• [TASK OBJECTIVE] Please count how many of the lines below contain the word "each", and reply with only that number.

Source data

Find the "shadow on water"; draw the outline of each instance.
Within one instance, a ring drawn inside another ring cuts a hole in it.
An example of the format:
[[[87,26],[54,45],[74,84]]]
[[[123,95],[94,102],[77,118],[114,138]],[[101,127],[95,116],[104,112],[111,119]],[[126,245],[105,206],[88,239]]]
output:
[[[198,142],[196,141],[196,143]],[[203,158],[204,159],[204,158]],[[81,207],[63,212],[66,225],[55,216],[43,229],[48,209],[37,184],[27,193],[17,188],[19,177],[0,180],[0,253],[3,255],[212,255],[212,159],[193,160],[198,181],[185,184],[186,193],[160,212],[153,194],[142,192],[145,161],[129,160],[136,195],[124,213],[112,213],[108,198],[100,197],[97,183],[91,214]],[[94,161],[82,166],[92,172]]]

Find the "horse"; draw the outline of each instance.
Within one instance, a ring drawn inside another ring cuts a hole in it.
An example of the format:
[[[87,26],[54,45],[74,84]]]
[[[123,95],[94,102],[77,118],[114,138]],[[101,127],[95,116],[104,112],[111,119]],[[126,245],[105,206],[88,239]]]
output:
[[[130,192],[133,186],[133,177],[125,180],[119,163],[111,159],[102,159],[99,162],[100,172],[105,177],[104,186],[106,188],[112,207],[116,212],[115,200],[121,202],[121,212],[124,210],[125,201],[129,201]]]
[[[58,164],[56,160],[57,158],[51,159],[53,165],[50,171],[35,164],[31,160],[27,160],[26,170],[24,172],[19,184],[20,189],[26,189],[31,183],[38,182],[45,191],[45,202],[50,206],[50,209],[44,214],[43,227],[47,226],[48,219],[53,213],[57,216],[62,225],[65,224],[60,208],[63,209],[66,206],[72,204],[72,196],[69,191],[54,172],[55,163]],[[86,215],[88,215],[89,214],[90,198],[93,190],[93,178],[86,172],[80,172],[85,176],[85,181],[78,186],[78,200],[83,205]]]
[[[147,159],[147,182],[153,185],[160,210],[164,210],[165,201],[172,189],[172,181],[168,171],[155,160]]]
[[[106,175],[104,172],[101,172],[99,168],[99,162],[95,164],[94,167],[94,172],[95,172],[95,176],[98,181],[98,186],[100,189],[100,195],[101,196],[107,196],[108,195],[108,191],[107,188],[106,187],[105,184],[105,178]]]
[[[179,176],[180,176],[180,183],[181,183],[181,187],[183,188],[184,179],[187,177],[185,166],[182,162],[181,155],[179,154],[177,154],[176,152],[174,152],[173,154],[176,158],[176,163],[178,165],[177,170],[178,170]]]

• [OUTPUT OF THE TASK] 2